Excerpts from point annotation data
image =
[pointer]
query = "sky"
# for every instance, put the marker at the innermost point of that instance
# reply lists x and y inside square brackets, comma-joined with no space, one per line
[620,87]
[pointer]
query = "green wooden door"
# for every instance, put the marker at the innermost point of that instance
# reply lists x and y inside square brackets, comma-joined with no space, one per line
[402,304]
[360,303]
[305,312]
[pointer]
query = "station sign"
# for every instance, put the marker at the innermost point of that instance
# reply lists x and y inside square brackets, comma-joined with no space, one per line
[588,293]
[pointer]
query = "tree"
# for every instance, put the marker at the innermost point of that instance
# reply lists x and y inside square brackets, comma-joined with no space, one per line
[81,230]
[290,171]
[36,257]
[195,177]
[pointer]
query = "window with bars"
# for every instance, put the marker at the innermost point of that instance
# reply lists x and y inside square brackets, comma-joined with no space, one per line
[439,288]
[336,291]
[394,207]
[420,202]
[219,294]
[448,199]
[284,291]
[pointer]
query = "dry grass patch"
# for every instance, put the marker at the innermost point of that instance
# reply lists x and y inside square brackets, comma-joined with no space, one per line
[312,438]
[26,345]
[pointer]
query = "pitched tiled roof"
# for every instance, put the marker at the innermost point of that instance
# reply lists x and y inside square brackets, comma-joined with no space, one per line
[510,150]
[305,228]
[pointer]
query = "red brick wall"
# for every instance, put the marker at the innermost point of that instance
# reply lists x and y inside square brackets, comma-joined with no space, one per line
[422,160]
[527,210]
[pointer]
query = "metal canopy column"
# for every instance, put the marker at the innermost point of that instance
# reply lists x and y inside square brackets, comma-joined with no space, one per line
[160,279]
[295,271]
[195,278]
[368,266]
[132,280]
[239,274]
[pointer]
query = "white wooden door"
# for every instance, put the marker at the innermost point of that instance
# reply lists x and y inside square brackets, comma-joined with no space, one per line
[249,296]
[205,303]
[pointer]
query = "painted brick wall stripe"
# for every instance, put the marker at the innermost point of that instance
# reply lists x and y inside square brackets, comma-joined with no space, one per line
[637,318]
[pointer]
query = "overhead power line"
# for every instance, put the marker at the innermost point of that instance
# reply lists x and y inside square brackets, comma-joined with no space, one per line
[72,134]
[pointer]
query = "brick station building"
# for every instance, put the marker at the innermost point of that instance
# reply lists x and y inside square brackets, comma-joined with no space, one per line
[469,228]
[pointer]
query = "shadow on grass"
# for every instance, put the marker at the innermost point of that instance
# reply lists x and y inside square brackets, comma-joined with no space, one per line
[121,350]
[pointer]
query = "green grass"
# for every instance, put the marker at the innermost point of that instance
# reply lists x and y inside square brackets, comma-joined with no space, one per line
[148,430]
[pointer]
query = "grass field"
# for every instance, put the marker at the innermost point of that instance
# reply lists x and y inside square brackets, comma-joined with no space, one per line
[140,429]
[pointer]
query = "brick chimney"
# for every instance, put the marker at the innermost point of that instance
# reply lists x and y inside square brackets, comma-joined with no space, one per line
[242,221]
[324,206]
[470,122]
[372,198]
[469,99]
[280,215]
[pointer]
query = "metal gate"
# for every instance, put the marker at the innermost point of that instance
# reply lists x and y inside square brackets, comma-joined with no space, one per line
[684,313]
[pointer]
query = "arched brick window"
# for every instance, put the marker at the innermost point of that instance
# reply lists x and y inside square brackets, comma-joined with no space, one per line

## The exercise
Copy out the full material exactly as it appears.

## Expected output
image =
[pointer]
query = "sky"
# for every instance, put the marker at the innermost point of that instance
# reply lists x and y inside square brackets, comma-joined with no space, one per line
[620,87]
[pointer]
query = "green wooden door"
# for every instance, put the marker at the innermost point of that instance
# reply lists x and y inside square brackets, comma-joined with no space, one per line
[402,304]
[360,303]
[305,312]
[pointer]
query = "station sign"
# for every instance, put the marker at the innermost point of that instance
# reply lists x and y inside square brackets, comma-joined with no space, one per line
[588,293]
[pointer]
query = "tree"
# for every instance, put the marker at the innermost point of that instance
# reply lists x and y inside square brackets, comma-joined with no space, one per line
[81,230]
[290,171]
[36,257]
[195,177]
[pointer]
query = "window with bars"
# for every instance, put the marker at the innermost point of that instance
# reply lists x and y inside square brackets, comma-joined with no space, one per line
[439,288]
[336,291]
[394,207]
[420,202]
[219,294]
[448,199]
[284,291]
[pointer]
query = "dry grass patch"
# for every instance, put the marker at the innermost point of that instance
# reply lists x and y inside square brackets, comma-joined with no space, one per line
[312,438]
[26,345]
[pointer]
query = "pitched tiled roof"
# for every instance, put the marker at the innermost point of that instance
# reply lists x and y inside square brackets, comma-joined with no space, one per line
[510,150]
[305,228]
[pointer]
query = "red brick wall"
# for every instance, put the marker at the innermost point of that instance
# reply lists x and y inside square brackets, comma-joined with no space, one per line
[422,160]
[527,210]
[pointer]
query = "metal canopy column"
# for every instance, put the marker at the innermost point of that instance
# reply lists x and y inside square brackets, comma-joined with no space, one per line
[160,279]
[295,271]
[195,278]
[368,266]
[132,280]
[239,274]
[pointer]
query = "white wooden door"
# for every instance, put the marker at the innermost point of that instance
# reply lists x and y inside square brackets, comma-joined with no space, one per line
[249,296]
[205,303]
[pointer]
query = "painted brick wall stripe"
# for every instance, put the marker at the innermost point of that instance
# reply lists x and y inside square brackets, comma-joined with no space, one per line
[637,318]
[pointer]
query = "overhead power line"
# for every instance, put the marker at the innermost point of that instance
# reply lists x and y inside square brackets, comma-joined with no space, one per line
[72,134]
[pointer]
query = "brick station building"
# for every instance, put the marker at the innermost point of that instance
# reply lists x and y inside square brackets, comma-joined with no space, one per line
[469,228]
[pointer]
query = "shadow on grass"
# for every instance, put the marker at the innermost point of that instance
# reply lists x and y inside square brackets, comma-joined with no space, one per line
[121,350]
[pointer]
query = "green grass"
# for every instance, put the marker at the innermost point of that instance
# reply lists x and y inside square brackets, comma-joined with no space, one per line
[148,430]
[pointer]
query = "grass field"
# for every instance, put the marker at the innermost point of that instance
# reply lists x and y inside square brackets, comma-joined with no space, one per line
[140,429]
[pointer]
query = "brick chimney"
# for every instance, put the marker at the innermost point of that instance
# reply lists x and y inside square brackets, comma-joined with no space, one per line
[242,221]
[324,206]
[470,122]
[372,198]
[469,99]
[280,215]
[pointer]
query = "metal gate"
# for every instance, put the marker at the innermost point of that instance
# reply lists x and y inside square brackets, comma-joined with no space, one per line
[684,313]
[pointer]
query = "arched brick window"
# for every instance, put the marker at the innermost point of that instance
# reply lists x and y inside square brackets, comma-joined with no space, one per line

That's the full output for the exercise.